Object position labeling data:
^^^^
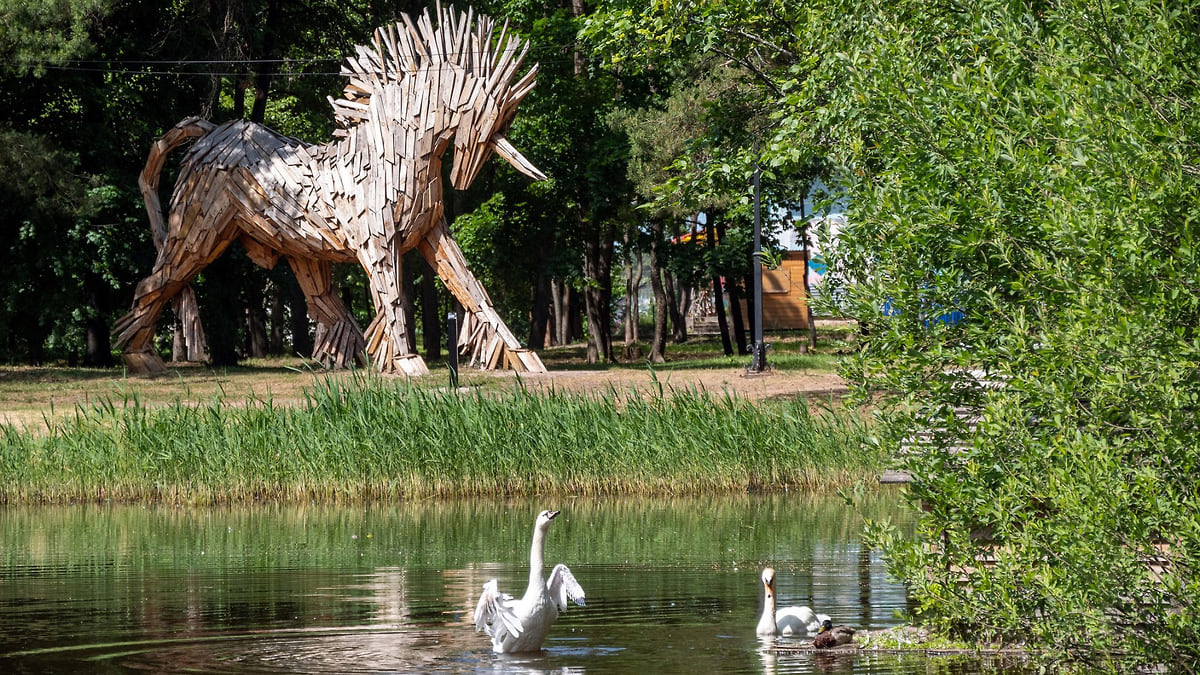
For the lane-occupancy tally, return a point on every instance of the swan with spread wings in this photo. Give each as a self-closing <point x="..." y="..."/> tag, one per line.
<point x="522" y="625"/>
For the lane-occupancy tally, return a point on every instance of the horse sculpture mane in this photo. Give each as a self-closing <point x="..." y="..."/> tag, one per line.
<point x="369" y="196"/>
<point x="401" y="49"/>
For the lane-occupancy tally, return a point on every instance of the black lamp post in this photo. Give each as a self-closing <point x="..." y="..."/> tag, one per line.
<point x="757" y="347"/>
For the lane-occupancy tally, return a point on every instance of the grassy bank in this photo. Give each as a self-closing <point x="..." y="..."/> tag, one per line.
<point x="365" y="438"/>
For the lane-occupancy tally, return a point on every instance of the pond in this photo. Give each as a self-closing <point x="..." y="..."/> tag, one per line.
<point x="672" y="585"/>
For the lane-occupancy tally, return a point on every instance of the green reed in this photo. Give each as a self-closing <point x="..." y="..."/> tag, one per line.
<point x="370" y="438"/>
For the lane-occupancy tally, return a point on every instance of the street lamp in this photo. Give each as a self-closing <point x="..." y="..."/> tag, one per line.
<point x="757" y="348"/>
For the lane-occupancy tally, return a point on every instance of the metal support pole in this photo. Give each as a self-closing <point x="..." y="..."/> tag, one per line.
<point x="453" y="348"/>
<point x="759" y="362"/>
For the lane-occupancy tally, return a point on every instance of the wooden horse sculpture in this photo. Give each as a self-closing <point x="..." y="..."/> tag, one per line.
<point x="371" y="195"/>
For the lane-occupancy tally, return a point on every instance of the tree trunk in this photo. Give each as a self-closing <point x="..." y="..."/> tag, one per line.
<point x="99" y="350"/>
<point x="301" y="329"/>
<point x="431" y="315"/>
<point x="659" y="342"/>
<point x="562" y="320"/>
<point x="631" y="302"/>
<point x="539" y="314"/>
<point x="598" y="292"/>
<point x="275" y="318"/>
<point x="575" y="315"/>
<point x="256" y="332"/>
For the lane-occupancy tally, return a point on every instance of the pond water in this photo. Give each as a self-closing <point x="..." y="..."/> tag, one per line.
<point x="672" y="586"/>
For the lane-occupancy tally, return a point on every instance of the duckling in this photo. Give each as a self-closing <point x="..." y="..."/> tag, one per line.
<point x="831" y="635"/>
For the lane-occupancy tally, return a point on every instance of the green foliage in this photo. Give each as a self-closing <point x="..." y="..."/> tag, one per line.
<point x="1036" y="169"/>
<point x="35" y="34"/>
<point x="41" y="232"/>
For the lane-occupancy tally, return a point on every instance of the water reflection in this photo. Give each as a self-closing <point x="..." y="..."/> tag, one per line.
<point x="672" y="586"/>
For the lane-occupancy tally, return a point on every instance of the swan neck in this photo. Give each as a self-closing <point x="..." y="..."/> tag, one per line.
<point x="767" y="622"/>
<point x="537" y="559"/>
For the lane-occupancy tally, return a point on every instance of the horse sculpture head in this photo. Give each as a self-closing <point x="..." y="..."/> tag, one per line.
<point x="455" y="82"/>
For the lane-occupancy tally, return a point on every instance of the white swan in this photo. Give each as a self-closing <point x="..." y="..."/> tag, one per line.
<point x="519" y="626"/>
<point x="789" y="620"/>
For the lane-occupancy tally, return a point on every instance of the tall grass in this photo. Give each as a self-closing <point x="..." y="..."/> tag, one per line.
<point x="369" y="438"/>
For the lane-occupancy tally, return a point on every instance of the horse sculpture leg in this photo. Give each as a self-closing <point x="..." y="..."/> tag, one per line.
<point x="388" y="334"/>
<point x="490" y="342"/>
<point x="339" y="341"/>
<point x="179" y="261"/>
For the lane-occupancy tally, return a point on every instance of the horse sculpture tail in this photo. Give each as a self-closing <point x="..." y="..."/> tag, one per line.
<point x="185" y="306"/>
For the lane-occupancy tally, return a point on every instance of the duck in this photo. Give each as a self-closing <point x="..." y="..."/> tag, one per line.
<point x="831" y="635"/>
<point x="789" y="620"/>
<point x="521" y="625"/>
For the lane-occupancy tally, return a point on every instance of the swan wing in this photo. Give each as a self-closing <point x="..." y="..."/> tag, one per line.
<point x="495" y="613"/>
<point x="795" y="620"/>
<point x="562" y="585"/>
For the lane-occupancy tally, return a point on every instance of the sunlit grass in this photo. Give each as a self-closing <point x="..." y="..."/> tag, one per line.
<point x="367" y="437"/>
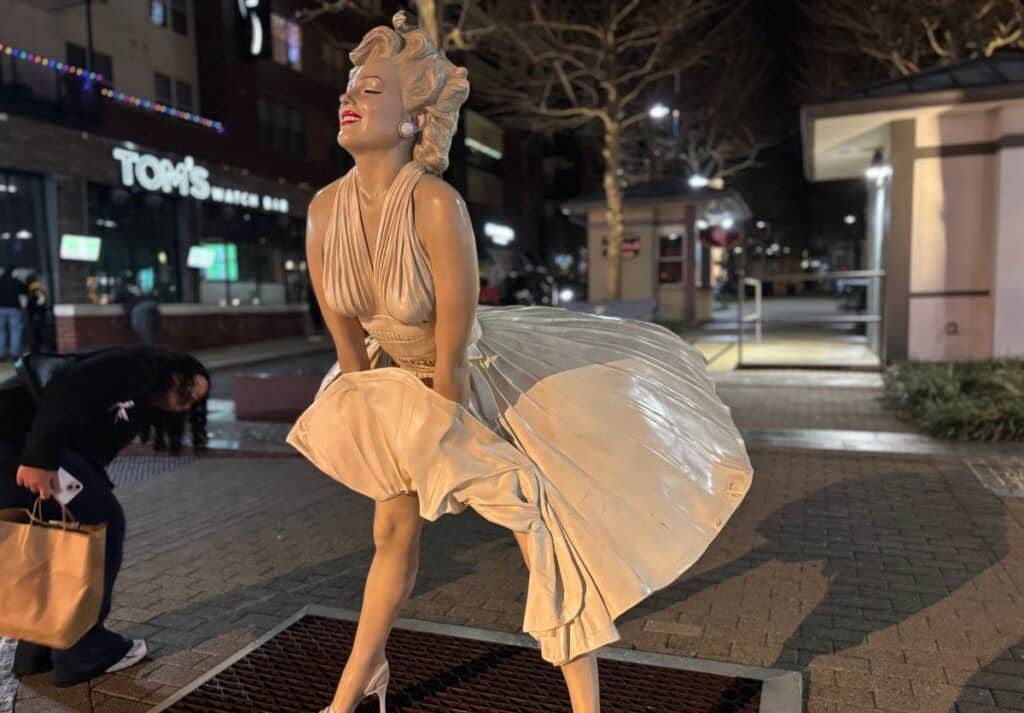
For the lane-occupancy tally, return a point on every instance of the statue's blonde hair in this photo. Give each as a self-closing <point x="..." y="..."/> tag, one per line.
^^^^
● **DESCRIPTION OF THE TASK**: Starting with the line containing "the swan wing" and going on through the end of the data, write out every line again, requests included, but multiply each x and y coordinate in the answers by 2.3 and round it to a whole number, with halves rounded up. Leave out the pictures.

● **RESULT OF THIS EXERCISE**:
For the lane-occupancy tally, return a point on every instance of the swan wing in this photo. Give each as a self-closing <point x="..." y="..."/> tag, one per line.
<point x="1139" y="1410"/>
<point x="1829" y="1426"/>
<point x="1293" y="1346"/>
For the lane-occupancy tally, return a point on every instance of the sunlit grass in this photo. Give each as a self-closing <point x="..." y="..."/> tag, one per line.
<point x="844" y="1005"/>
For the lane-occupancy tally, return a point on every instance of the statue's blonde hair in this photo. Give each as a self-closing <point x="..." y="..."/> tag, one per line.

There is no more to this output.